[Document extract]
^^^^^^^^
How to Attract an Emotionally Available Partner

Is it your desire to find a partner who is not just present physically but emotionally available? This blog post serves as your guide to understanding and implementing strategies to attract an emotionally available partner. 

In the realm of romantic relationships, understanding emotional availability is necessary for attracting someone who aligns with your deepest desires. Together let's dive in and explore the complexities of emotional needs, unhealthy patterns, and the pursuit of meaningful relationships.

Recognizing Emotional Unavailability

What Does Emotionally Unavailable Mean?

Understanding the common traits of emotional unavailability in potential partners is essential for spotting someone who may not be a great potential partner. If you are looking for a serious relationship, being able to weed out the emotionally unavailable people will go a long way in helping you avoid dead-end relationships and wasting precious time and emotional energy.
^^^^^^^^
[Exercise input]
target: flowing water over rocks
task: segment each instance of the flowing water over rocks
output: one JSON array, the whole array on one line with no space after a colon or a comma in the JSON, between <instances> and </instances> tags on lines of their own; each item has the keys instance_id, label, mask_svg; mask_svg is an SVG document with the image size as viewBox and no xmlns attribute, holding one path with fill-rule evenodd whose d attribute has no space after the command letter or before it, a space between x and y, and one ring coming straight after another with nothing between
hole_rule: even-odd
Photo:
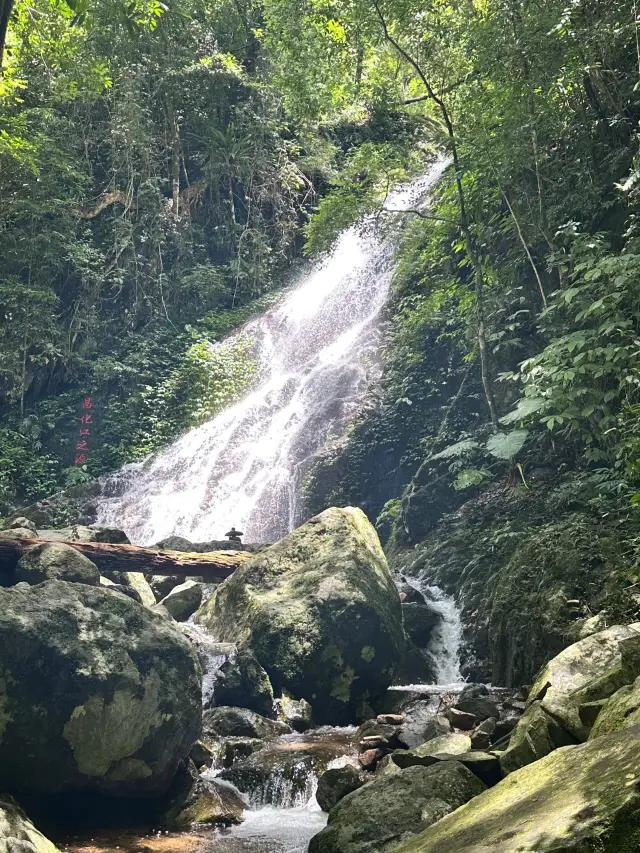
^^^^^^^^
[Exercises to complete]
a. Based on the blog post about attracting an emotionally available partner, do these statements agree with it? (i) Understanding emotional availability is described as necessary for attracting someone who aligns with your deepest desires. (ii) The post presents itself as a guide to ending an unhealthy relationship. (iii) Weeding out emotionally unavailable people is said to help avoid dead-end relationships. Answer yes or no for each and quote the deciding words.
b. Write out every line of the records in Block 1 exactly, omitting the picture.
The blog post and the records are separate, unrelated material.

[Results in order]
a.
(i) Yes: "understanding emotional availability is necessary for attracting someone who aligns with your deepest desires"
(ii) No: "This blog post serves as your guide to understanding and implementing strategies to attract an emotionally available partner."
(iii) Yes: "being able to weed out the emotionally unavailable people will go a long way in helping you avoid dead-end relationships"

b.
target: flowing water over rocks
task: segment each instance of the flowing water over rocks
output: one JSON array, the whole array on one line with no space after a colon or a comma in the JSON, between <instances> and </instances> tags on lines of their own; each item has the keys instance_id, label, mask_svg; mask_svg is an SVG document with the image size as viewBox and no xmlns attribute, holding one path with fill-rule evenodd whose d attribute has no space after the command letter or before it, a space between x and y, and one ring coming straight after another with nothing between
hole_rule: even-odd
Photo:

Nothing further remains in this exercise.